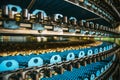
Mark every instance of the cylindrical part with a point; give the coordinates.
(69, 68)
(40, 16)
(25, 13)
(54, 18)
(65, 20)
(11, 14)
(5, 10)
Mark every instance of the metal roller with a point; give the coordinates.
(65, 19)
(69, 67)
(25, 13)
(11, 14)
(87, 24)
(40, 16)
(5, 11)
(81, 23)
(48, 73)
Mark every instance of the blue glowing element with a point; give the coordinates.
(9, 65)
(57, 29)
(18, 8)
(96, 51)
(37, 26)
(86, 79)
(81, 54)
(83, 32)
(105, 49)
(94, 7)
(72, 30)
(72, 18)
(10, 25)
(55, 59)
(37, 11)
(57, 16)
(36, 61)
(90, 52)
(92, 77)
(70, 56)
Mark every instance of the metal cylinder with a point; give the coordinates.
(5, 10)
(54, 18)
(25, 13)
(65, 20)
(74, 22)
(87, 24)
(11, 14)
(40, 16)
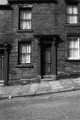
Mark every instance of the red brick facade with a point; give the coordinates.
(48, 28)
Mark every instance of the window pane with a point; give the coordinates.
(69, 10)
(28, 48)
(25, 25)
(28, 59)
(24, 49)
(74, 49)
(75, 10)
(72, 19)
(25, 15)
(23, 59)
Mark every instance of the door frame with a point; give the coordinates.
(5, 48)
(44, 47)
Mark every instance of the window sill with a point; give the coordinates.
(23, 31)
(73, 60)
(24, 65)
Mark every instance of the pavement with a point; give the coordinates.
(36, 89)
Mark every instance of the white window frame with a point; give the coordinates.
(72, 14)
(25, 19)
(25, 51)
(74, 49)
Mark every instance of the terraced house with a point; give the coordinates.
(39, 40)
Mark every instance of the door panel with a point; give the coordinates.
(1, 68)
(46, 60)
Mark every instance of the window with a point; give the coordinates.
(25, 19)
(72, 14)
(24, 53)
(74, 48)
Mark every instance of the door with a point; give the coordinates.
(46, 60)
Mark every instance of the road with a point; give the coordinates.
(63, 106)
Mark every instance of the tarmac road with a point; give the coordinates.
(62, 106)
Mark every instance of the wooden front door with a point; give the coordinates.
(46, 60)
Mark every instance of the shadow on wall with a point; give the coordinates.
(68, 75)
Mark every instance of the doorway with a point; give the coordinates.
(46, 60)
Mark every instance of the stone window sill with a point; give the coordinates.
(24, 66)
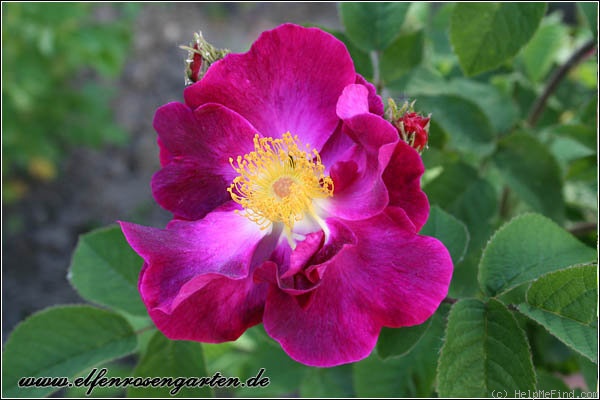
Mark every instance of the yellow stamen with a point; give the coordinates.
(278, 181)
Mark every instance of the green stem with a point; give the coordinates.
(557, 77)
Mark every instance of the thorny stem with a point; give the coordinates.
(449, 300)
(540, 103)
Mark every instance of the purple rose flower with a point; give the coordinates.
(295, 204)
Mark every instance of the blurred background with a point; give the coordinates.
(80, 85)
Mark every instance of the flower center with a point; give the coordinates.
(278, 181)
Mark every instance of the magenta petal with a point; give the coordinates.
(406, 275)
(375, 103)
(325, 333)
(370, 131)
(289, 81)
(391, 277)
(221, 311)
(353, 101)
(359, 190)
(222, 243)
(210, 134)
(184, 188)
(195, 147)
(402, 177)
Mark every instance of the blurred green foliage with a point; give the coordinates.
(59, 62)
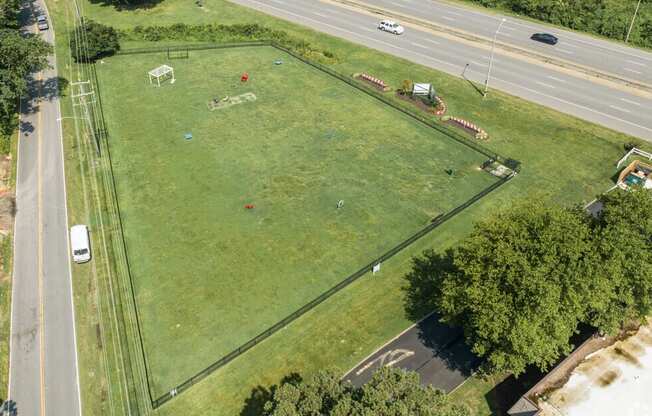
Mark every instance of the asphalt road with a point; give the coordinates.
(435, 351)
(43, 374)
(605, 56)
(618, 108)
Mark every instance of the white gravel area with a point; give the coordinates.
(615, 381)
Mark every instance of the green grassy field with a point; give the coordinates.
(208, 274)
(564, 159)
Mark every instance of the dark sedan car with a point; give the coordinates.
(545, 38)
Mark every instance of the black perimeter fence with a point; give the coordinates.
(512, 164)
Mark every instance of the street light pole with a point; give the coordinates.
(491, 59)
(633, 18)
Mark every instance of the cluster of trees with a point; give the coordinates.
(524, 280)
(609, 18)
(20, 54)
(227, 33)
(92, 41)
(391, 392)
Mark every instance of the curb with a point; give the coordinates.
(500, 45)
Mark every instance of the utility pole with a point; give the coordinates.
(491, 59)
(632, 24)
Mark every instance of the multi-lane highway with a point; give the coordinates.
(601, 55)
(610, 104)
(43, 375)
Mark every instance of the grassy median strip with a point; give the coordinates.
(564, 158)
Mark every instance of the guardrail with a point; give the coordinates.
(447, 131)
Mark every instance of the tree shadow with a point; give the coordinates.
(506, 393)
(121, 5)
(475, 87)
(449, 345)
(26, 127)
(255, 403)
(9, 408)
(423, 280)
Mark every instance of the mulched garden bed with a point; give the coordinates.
(417, 102)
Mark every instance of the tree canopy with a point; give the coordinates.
(525, 278)
(610, 18)
(19, 55)
(92, 41)
(390, 392)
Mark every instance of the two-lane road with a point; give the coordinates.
(43, 374)
(618, 108)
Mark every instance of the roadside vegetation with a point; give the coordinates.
(390, 392)
(19, 55)
(526, 278)
(568, 159)
(608, 18)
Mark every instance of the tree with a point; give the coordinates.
(92, 41)
(19, 56)
(390, 392)
(9, 13)
(623, 283)
(519, 285)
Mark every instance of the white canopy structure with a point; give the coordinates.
(162, 72)
(424, 90)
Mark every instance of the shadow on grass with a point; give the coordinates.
(475, 87)
(126, 6)
(255, 403)
(506, 393)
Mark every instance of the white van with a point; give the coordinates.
(391, 27)
(80, 244)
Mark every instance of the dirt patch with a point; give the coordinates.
(560, 375)
(607, 378)
(622, 353)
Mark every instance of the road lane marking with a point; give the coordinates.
(557, 79)
(418, 45)
(585, 108)
(636, 63)
(544, 84)
(633, 71)
(619, 109)
(630, 102)
(39, 254)
(434, 42)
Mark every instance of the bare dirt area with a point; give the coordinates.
(612, 380)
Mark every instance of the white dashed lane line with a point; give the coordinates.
(631, 102)
(633, 71)
(636, 63)
(619, 109)
(544, 84)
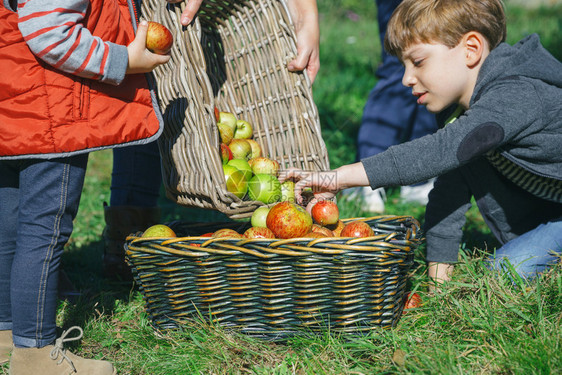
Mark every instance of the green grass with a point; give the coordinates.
(480, 324)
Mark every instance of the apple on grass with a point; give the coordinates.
(258, 232)
(159, 39)
(243, 130)
(259, 217)
(357, 228)
(325, 212)
(288, 220)
(242, 165)
(159, 230)
(236, 182)
(264, 188)
(227, 119)
(240, 148)
(256, 148)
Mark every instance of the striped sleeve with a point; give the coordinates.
(54, 32)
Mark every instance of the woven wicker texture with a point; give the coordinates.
(277, 288)
(233, 57)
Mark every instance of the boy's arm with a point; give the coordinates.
(54, 32)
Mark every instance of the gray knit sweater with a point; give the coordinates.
(516, 112)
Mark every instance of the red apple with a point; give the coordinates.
(325, 212)
(288, 220)
(259, 217)
(336, 228)
(264, 165)
(322, 230)
(226, 154)
(228, 119)
(240, 148)
(159, 39)
(264, 188)
(357, 228)
(258, 232)
(236, 181)
(256, 148)
(243, 130)
(227, 232)
(413, 300)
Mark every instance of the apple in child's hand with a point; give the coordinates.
(264, 188)
(259, 217)
(258, 232)
(357, 228)
(256, 148)
(325, 212)
(264, 165)
(288, 220)
(236, 182)
(228, 119)
(159, 230)
(227, 232)
(240, 148)
(226, 154)
(159, 39)
(243, 130)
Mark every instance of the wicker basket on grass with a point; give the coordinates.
(273, 288)
(233, 57)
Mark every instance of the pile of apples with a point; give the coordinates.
(289, 220)
(248, 174)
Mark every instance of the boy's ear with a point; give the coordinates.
(476, 47)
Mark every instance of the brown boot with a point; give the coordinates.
(55, 360)
(5, 345)
(120, 221)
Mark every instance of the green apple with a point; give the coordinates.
(288, 191)
(228, 119)
(264, 188)
(259, 217)
(240, 148)
(236, 182)
(264, 165)
(243, 130)
(242, 165)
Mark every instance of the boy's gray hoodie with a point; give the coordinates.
(516, 110)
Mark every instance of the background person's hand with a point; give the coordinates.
(141, 60)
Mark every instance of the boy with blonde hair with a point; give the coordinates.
(499, 108)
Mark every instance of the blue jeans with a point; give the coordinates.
(136, 176)
(38, 202)
(532, 252)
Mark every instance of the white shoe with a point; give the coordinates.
(416, 194)
(373, 199)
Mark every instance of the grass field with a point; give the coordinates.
(480, 323)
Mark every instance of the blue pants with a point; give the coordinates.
(532, 252)
(391, 114)
(136, 176)
(38, 201)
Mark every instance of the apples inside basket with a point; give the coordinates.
(232, 58)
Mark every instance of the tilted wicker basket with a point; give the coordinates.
(277, 288)
(233, 57)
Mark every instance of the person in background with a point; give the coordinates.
(72, 82)
(136, 176)
(391, 116)
(500, 118)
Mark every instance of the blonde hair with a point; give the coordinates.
(445, 22)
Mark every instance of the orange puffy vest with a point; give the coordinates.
(47, 113)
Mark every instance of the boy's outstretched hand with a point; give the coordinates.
(141, 60)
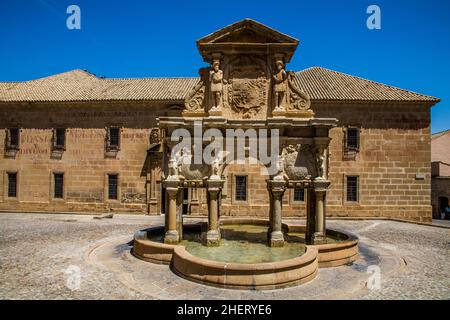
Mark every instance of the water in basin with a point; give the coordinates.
(243, 243)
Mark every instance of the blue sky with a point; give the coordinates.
(157, 38)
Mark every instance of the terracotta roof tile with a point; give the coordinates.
(324, 84)
(79, 85)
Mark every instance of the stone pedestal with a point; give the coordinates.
(275, 234)
(320, 190)
(213, 234)
(172, 235)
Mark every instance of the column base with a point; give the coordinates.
(213, 238)
(276, 239)
(171, 237)
(318, 238)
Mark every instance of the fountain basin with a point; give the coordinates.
(291, 266)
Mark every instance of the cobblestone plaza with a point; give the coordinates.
(41, 253)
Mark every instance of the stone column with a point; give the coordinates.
(213, 234)
(320, 190)
(275, 236)
(172, 236)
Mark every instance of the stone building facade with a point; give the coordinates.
(74, 142)
(440, 172)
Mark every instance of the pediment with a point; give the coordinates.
(247, 31)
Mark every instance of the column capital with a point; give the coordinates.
(214, 185)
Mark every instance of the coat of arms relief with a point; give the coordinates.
(247, 87)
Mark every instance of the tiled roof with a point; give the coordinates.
(440, 134)
(324, 84)
(79, 85)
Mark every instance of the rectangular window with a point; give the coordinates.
(58, 185)
(112, 186)
(12, 184)
(13, 139)
(113, 137)
(299, 194)
(352, 189)
(241, 188)
(352, 138)
(60, 137)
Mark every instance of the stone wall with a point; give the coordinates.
(393, 164)
(440, 187)
(83, 162)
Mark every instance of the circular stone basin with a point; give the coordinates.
(244, 260)
(243, 243)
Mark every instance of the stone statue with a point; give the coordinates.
(216, 80)
(279, 87)
(173, 169)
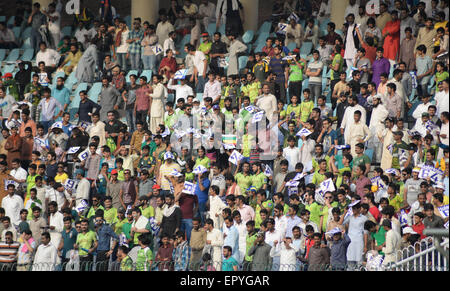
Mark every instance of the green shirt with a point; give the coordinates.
(315, 211)
(249, 241)
(85, 241)
(110, 216)
(324, 213)
(306, 108)
(259, 180)
(148, 212)
(362, 160)
(126, 229)
(126, 264)
(92, 211)
(318, 178)
(337, 60)
(291, 108)
(205, 162)
(296, 74)
(118, 226)
(379, 237)
(244, 182)
(143, 259)
(268, 204)
(440, 77)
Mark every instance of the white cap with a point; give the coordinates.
(409, 230)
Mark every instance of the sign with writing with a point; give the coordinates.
(304, 132)
(11, 182)
(73, 150)
(282, 27)
(181, 74)
(235, 157)
(189, 188)
(157, 49)
(258, 117)
(434, 174)
(199, 170)
(70, 184)
(83, 155)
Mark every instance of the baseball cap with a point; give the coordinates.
(409, 230)
(168, 155)
(79, 171)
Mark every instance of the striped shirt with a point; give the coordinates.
(135, 47)
(8, 252)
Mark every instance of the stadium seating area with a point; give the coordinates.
(254, 40)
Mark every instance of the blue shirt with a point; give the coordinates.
(228, 264)
(277, 66)
(62, 96)
(202, 195)
(104, 235)
(69, 239)
(232, 240)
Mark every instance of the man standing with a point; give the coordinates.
(108, 99)
(134, 49)
(46, 256)
(260, 253)
(267, 102)
(86, 244)
(36, 19)
(181, 253)
(171, 221)
(197, 243)
(214, 243)
(105, 235)
(392, 244)
(12, 204)
(359, 132)
(47, 108)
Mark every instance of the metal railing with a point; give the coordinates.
(170, 266)
(424, 255)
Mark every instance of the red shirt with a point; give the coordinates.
(371, 52)
(375, 212)
(419, 229)
(187, 203)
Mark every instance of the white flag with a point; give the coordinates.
(268, 171)
(73, 150)
(258, 117)
(181, 74)
(199, 170)
(189, 188)
(304, 132)
(157, 49)
(235, 157)
(83, 155)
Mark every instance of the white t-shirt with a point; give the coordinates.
(55, 26)
(199, 57)
(123, 47)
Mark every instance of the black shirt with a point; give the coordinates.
(85, 108)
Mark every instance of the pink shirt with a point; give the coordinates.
(247, 213)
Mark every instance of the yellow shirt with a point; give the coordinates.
(61, 178)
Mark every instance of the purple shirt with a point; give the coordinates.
(380, 66)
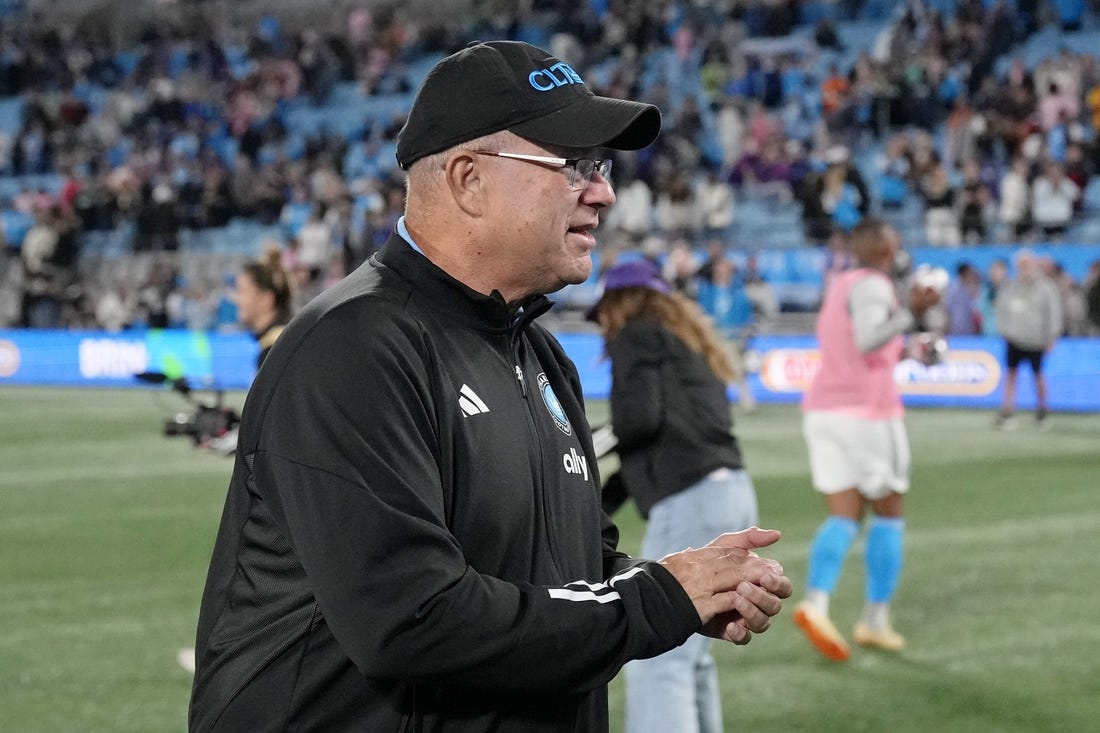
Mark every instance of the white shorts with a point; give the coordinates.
(854, 452)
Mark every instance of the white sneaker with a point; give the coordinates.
(186, 659)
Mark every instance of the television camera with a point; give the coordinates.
(208, 420)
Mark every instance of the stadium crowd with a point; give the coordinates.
(286, 134)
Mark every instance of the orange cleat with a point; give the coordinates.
(822, 633)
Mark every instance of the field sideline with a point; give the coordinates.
(106, 528)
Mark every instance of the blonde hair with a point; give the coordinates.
(677, 313)
(267, 274)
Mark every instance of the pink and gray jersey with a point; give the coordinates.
(859, 338)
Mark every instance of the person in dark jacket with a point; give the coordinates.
(681, 462)
(413, 537)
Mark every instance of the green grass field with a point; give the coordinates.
(106, 528)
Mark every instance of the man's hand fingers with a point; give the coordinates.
(750, 538)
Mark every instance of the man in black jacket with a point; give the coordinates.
(413, 537)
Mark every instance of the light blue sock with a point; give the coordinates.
(884, 556)
(827, 551)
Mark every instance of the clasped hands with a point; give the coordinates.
(735, 591)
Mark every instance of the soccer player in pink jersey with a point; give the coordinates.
(853, 422)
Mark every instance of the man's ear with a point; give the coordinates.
(465, 182)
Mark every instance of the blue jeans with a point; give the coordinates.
(679, 689)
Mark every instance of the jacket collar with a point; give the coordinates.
(432, 287)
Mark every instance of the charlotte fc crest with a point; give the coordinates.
(550, 400)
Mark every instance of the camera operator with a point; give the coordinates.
(263, 299)
(263, 306)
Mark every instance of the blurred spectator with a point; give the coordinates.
(941, 216)
(1091, 287)
(1074, 307)
(634, 209)
(1053, 198)
(681, 270)
(997, 276)
(974, 200)
(1077, 170)
(961, 302)
(1030, 317)
(715, 200)
(893, 172)
(1014, 210)
(723, 297)
(835, 199)
(114, 307)
(675, 207)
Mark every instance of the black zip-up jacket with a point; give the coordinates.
(413, 537)
(670, 413)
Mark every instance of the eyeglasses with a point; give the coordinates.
(581, 170)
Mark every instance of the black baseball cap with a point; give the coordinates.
(509, 85)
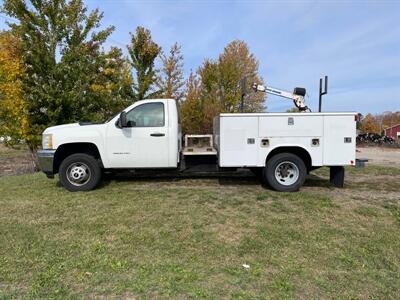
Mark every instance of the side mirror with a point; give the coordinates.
(122, 121)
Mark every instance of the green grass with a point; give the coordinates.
(189, 239)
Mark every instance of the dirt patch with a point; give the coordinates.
(15, 161)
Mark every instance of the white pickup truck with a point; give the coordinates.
(280, 147)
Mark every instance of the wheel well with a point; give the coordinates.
(66, 150)
(300, 152)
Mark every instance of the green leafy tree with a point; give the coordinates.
(170, 81)
(191, 108)
(62, 55)
(143, 51)
(221, 85)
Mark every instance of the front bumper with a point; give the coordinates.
(46, 162)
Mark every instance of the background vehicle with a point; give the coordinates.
(146, 137)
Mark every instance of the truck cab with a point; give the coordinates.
(281, 148)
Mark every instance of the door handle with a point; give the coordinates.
(157, 134)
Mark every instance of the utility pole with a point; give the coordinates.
(322, 92)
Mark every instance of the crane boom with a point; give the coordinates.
(297, 96)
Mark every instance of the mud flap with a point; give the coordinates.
(336, 176)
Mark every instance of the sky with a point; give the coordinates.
(355, 43)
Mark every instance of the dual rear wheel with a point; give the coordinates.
(285, 172)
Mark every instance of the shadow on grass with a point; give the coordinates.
(225, 179)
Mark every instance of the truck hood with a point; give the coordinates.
(71, 126)
(58, 127)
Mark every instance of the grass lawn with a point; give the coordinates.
(189, 238)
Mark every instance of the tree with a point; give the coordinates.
(369, 124)
(143, 52)
(221, 88)
(14, 121)
(191, 110)
(62, 55)
(170, 82)
(234, 64)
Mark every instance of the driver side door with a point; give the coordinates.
(144, 142)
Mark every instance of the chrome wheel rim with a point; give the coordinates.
(78, 174)
(287, 173)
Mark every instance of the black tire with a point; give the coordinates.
(78, 164)
(284, 184)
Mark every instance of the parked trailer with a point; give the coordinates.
(146, 138)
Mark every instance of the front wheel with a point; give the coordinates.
(80, 172)
(285, 172)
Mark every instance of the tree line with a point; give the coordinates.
(54, 69)
(379, 122)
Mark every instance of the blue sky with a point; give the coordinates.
(355, 43)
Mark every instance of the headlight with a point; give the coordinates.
(47, 141)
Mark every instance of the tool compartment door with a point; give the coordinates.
(339, 140)
(238, 141)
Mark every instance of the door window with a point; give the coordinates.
(147, 115)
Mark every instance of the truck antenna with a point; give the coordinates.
(322, 92)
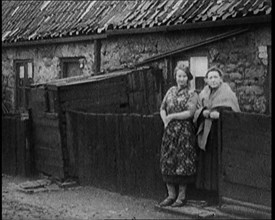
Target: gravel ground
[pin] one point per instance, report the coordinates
(75, 203)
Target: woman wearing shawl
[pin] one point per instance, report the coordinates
(178, 154)
(215, 97)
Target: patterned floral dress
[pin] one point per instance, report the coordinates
(178, 150)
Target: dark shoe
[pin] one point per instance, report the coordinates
(167, 202)
(179, 203)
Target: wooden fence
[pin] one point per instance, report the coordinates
(118, 152)
(46, 136)
(17, 148)
(246, 158)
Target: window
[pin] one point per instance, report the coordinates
(198, 66)
(72, 66)
(24, 78)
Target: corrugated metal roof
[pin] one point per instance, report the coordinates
(33, 20)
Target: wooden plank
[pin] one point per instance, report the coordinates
(148, 131)
(254, 171)
(246, 194)
(111, 159)
(138, 152)
(101, 168)
(21, 147)
(128, 152)
(156, 139)
(71, 135)
(96, 91)
(84, 170)
(117, 141)
(246, 141)
(247, 122)
(8, 146)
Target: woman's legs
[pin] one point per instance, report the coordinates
(181, 201)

┄┄┄┄┄┄┄┄┄┄

=== What to do ===
Using the records above, filter out every line that lacks the string "Target" and copy the rest.

=== Worked solution ===
Target: gravel ground
Target: woman wearing shawl
Target: patterned floral dress
Target: dark shoe
Target: wooden fence
Target: window
Target: corrugated metal roof
Target: wooden plank
Target: woman's legs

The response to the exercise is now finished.